* Exercise *
Rewrite the records below, replacing "positive clicks" with "foreground clicks" and leaving everything else unchanged. Omit the pictures from your answer.

* Data to process *

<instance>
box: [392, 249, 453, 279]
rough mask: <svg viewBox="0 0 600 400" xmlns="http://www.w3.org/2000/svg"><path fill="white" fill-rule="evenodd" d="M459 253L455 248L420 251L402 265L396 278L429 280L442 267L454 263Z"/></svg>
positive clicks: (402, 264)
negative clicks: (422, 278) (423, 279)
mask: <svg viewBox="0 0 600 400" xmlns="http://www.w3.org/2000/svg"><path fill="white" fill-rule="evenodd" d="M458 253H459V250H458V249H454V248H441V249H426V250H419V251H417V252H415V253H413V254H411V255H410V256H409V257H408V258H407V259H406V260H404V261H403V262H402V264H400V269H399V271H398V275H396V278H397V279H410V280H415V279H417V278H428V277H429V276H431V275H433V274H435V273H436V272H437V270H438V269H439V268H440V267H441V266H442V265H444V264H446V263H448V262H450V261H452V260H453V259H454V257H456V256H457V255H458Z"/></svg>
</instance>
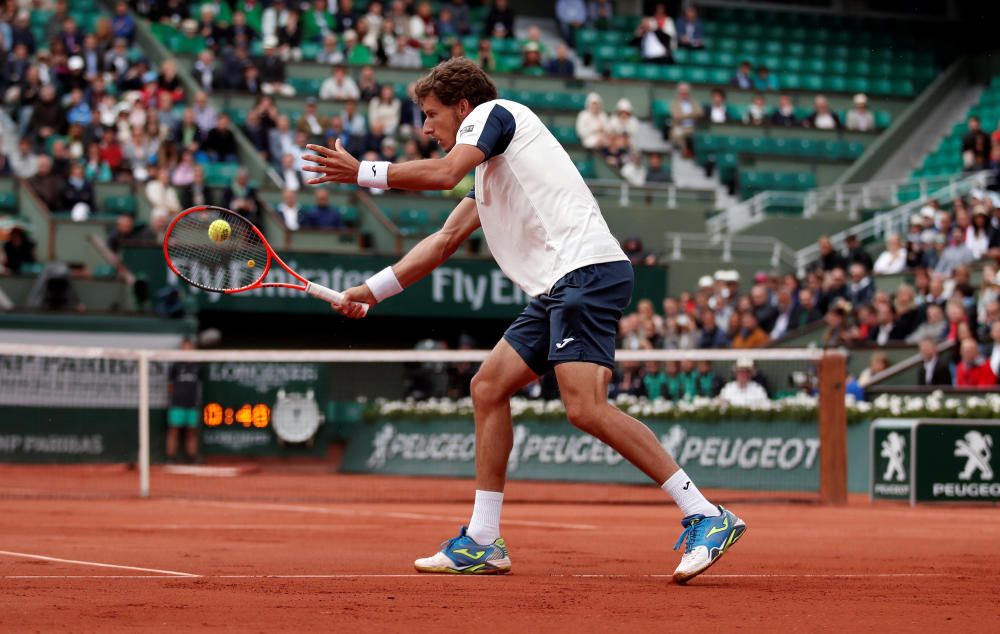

* Answer for this exercise *
<instance>
box: [392, 249, 453, 279]
rough mask: <svg viewBox="0 0 600 400" xmlns="http://www.w3.org/2000/svg"><path fill="white" fill-rule="evenodd" d="M459 253L455 248L420 251L402 265L396 278L429 280L442 267L454 263Z"/></svg>
foreground clicks: (402, 264)
negative clicks: (422, 278) (423, 279)
mask: <svg viewBox="0 0 600 400" xmlns="http://www.w3.org/2000/svg"><path fill="white" fill-rule="evenodd" d="M458 253H459V250H458V249H454V248H441V249H426V250H419V251H417V252H415V253H413V254H411V255H410V256H409V257H408V258H407V259H406V260H404V261H403V262H402V264H400V269H399V271H398V275H396V278H397V279H410V280H415V279H417V278H428V277H429V276H431V275H433V274H435V273H436V272H437V270H438V269H439V268H440V267H441V266H442V265H444V264H446V263H448V262H450V261H452V260H453V259H454V257H456V256H457V255H458Z"/></svg>
</instance>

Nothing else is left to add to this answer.